▶ Directive:
List each line below that contains the word "interest", treating uppercase and lowercase as different.

▶ Data records:
------------------------

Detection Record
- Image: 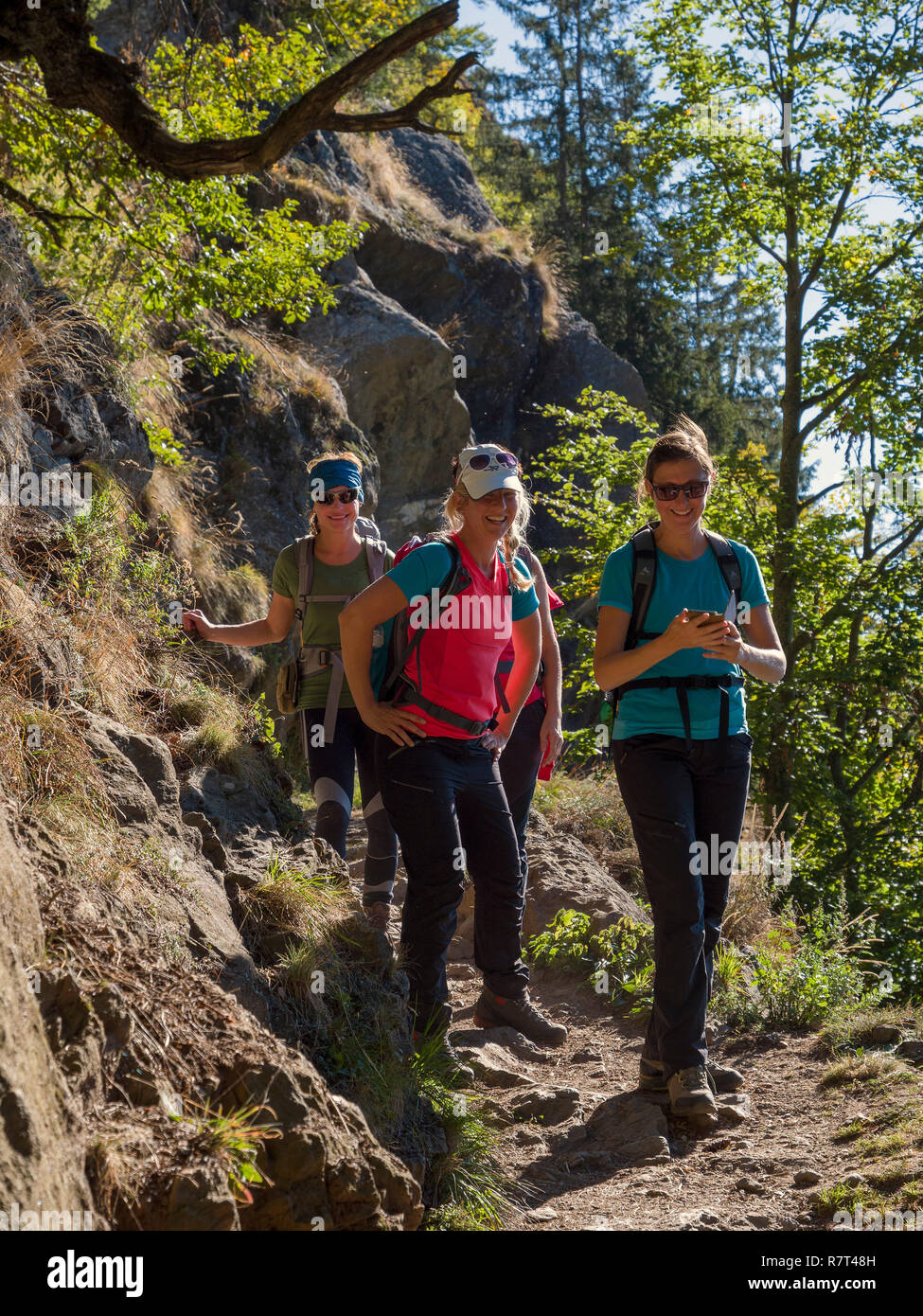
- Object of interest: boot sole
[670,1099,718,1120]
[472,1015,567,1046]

------------------------

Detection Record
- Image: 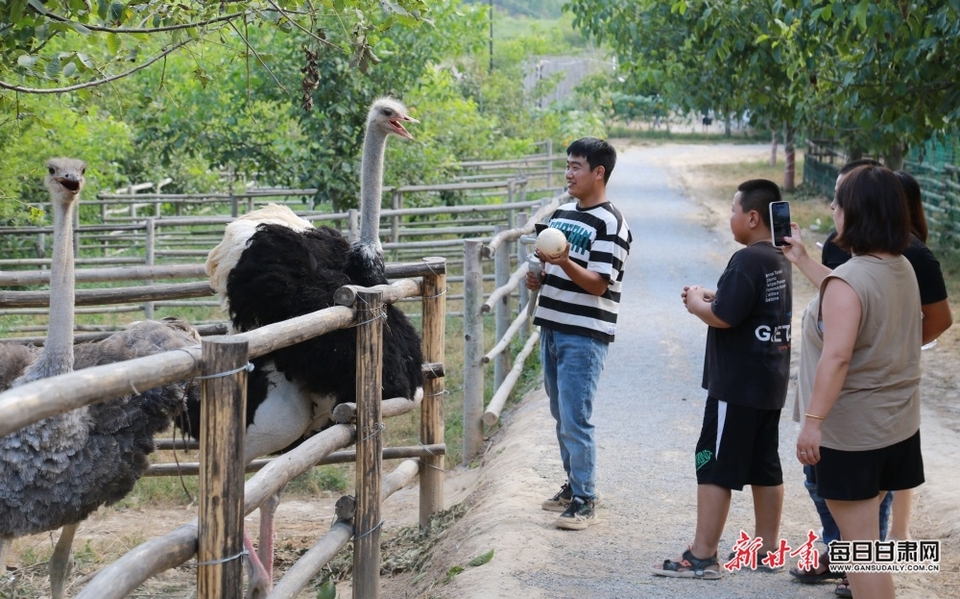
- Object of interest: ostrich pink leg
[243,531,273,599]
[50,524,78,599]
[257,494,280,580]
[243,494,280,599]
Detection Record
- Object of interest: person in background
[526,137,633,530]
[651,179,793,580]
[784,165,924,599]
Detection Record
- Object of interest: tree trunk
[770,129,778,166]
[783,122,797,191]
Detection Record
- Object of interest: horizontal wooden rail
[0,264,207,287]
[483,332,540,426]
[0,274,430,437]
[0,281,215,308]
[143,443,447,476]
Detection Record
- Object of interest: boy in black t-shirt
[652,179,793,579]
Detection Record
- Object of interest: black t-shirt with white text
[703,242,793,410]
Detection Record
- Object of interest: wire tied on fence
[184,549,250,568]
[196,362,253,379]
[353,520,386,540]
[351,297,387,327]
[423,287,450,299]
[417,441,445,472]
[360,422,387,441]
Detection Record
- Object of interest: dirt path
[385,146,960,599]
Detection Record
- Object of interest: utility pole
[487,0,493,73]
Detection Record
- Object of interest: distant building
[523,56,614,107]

------------------------

▶ Task output:
- Object of interest: boot sole
- Object of interest: ostrich pink leg
- Object of interest: person in background
- Object of interest: tree trunk
- Object of interest: horizontal wooden rail
- Object of interest: boy in black t-shirt
- Object of interest: black t-shirt with white text
- Object of interest: wire tied on fence
- Object of interest: dirt path
- Object of interest: utility pole
- Object of interest: distant building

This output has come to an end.